■ AIM OF THE TASK ■
Express the records below as a two-column CSV with the header input,output and one row per record. Put each record's text under input and its answer under output, with each field in double quotes and its line breaks replaced by spaces.
------------------------------
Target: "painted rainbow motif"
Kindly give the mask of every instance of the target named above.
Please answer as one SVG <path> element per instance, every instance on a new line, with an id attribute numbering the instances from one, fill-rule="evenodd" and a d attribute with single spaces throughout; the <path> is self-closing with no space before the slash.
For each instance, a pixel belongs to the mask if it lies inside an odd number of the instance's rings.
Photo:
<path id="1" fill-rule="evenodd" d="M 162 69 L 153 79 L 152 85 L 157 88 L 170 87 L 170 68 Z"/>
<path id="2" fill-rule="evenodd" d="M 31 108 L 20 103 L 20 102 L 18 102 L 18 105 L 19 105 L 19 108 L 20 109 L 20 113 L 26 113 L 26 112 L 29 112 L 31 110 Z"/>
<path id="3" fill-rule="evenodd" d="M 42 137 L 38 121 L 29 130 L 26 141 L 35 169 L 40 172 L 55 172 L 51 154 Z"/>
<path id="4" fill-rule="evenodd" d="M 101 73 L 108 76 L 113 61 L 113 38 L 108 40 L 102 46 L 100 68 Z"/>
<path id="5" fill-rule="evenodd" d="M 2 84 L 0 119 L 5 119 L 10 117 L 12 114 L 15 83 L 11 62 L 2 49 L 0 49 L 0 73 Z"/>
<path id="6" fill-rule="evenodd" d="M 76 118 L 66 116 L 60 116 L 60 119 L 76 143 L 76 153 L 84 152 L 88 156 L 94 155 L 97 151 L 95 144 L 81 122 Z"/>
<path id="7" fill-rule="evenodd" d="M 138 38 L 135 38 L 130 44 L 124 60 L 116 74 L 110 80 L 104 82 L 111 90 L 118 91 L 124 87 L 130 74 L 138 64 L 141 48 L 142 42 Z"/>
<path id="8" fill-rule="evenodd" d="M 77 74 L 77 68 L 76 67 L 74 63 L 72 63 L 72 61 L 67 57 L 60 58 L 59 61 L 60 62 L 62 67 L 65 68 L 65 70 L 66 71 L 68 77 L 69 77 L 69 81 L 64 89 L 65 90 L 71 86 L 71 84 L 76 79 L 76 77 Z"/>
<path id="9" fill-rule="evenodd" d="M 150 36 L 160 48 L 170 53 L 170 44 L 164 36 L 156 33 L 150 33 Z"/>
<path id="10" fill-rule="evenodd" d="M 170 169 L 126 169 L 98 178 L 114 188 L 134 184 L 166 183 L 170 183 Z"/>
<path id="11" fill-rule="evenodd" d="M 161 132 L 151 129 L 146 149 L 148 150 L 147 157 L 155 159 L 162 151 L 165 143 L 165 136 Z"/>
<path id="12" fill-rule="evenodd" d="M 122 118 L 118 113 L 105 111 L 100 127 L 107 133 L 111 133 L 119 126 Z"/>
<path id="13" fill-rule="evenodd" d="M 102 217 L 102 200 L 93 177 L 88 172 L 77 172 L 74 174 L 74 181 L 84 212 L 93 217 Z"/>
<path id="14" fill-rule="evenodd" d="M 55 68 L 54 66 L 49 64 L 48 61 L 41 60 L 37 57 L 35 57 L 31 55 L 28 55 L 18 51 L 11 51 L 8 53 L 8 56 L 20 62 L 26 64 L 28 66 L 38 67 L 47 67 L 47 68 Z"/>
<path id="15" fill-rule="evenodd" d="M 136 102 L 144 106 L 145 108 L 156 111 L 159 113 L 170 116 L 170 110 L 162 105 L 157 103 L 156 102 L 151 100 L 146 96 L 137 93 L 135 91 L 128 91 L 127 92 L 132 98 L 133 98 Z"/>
------------------------------
■ OUTPUT ■
input,output
"Target: ""painted rainbow motif"" Kindly give the mask of every instance of the target named above. Please answer as one SVG <path> element per instance, every instance on a new line, with an id attribute numbering the instances from one, fill-rule=""evenodd"" and a d attribute with single spaces throughout; the <path> is self-closing with no space before the slash. For each instance, a pixel belongs to the mask if it lies inside an odd number of the instance's rings. Photo:","<path id=""1"" fill-rule=""evenodd"" d=""M 162 69 L 153 79 L 152 85 L 157 88 L 170 87 L 170 68 Z""/> <path id=""2"" fill-rule=""evenodd"" d=""M 31 108 L 20 103 L 20 102 L 18 102 L 18 105 L 19 105 L 19 108 L 20 109 L 20 113 L 26 113 L 26 112 L 29 112 L 31 110 Z""/> <path id=""3"" fill-rule=""evenodd"" d=""M 42 137 L 38 121 L 29 130 L 26 141 L 35 169 L 40 172 L 55 172 L 51 154 Z""/> <path id=""4"" fill-rule=""evenodd"" d=""M 101 73 L 108 76 L 113 61 L 113 38 L 108 40 L 102 46 L 100 68 Z""/> <path id=""5"" fill-rule=""evenodd"" d=""M 2 84 L 0 119 L 5 119 L 10 117 L 12 114 L 15 83 L 11 62 L 2 49 L 0 49 L 0 73 Z""/> <path id=""6"" fill-rule=""evenodd"" d=""M 76 118 L 66 116 L 60 116 L 60 119 L 76 143 L 76 153 L 84 152 L 88 156 L 94 155 L 97 151 L 95 144 L 81 122 Z""/> <path id=""7"" fill-rule=""evenodd"" d=""M 138 38 L 135 38 L 130 44 L 124 60 L 116 74 L 110 80 L 104 82 L 111 90 L 118 91 L 124 87 L 130 74 L 138 64 L 141 48 L 142 42 Z""/> <path id=""8"" fill-rule=""evenodd"" d=""M 77 74 L 77 68 L 76 67 L 74 63 L 72 63 L 72 61 L 67 57 L 60 58 L 59 61 L 60 62 L 62 67 L 65 68 L 65 70 L 66 71 L 68 77 L 69 77 L 69 81 L 64 89 L 65 90 L 71 86 L 71 84 L 76 79 L 76 77 Z""/> <path id=""9"" fill-rule=""evenodd"" d=""M 150 36 L 160 48 L 170 53 L 170 44 L 164 36 L 156 33 L 150 33 Z""/> <path id=""10"" fill-rule=""evenodd"" d=""M 170 169 L 126 169 L 98 178 L 114 188 L 134 184 L 166 183 L 170 183 Z""/> <path id=""11"" fill-rule=""evenodd"" d=""M 161 132 L 151 129 L 146 149 L 148 150 L 147 157 L 155 159 L 162 151 L 165 143 L 165 136 Z""/> <path id=""12"" fill-rule=""evenodd"" d=""M 122 118 L 118 113 L 105 111 L 100 127 L 107 133 L 111 133 L 119 126 Z""/> <path id=""13"" fill-rule=""evenodd"" d=""M 102 217 L 102 200 L 93 177 L 88 172 L 77 172 L 74 174 L 74 181 L 84 212 L 93 217 Z""/> <path id=""14"" fill-rule=""evenodd"" d=""M 55 68 L 54 66 L 49 64 L 48 61 L 41 60 L 37 57 L 35 57 L 31 55 L 28 55 L 18 51 L 11 51 L 8 53 L 8 56 L 20 62 L 26 64 L 28 66 L 38 67 L 47 67 L 47 68 Z""/> <path id=""15"" fill-rule=""evenodd"" d=""M 136 102 L 144 106 L 145 108 L 156 111 L 159 113 L 170 116 L 170 110 L 162 105 L 157 103 L 156 102 L 151 100 L 146 96 L 137 93 L 135 91 L 128 91 L 127 92 L 132 98 L 133 98 Z""/>"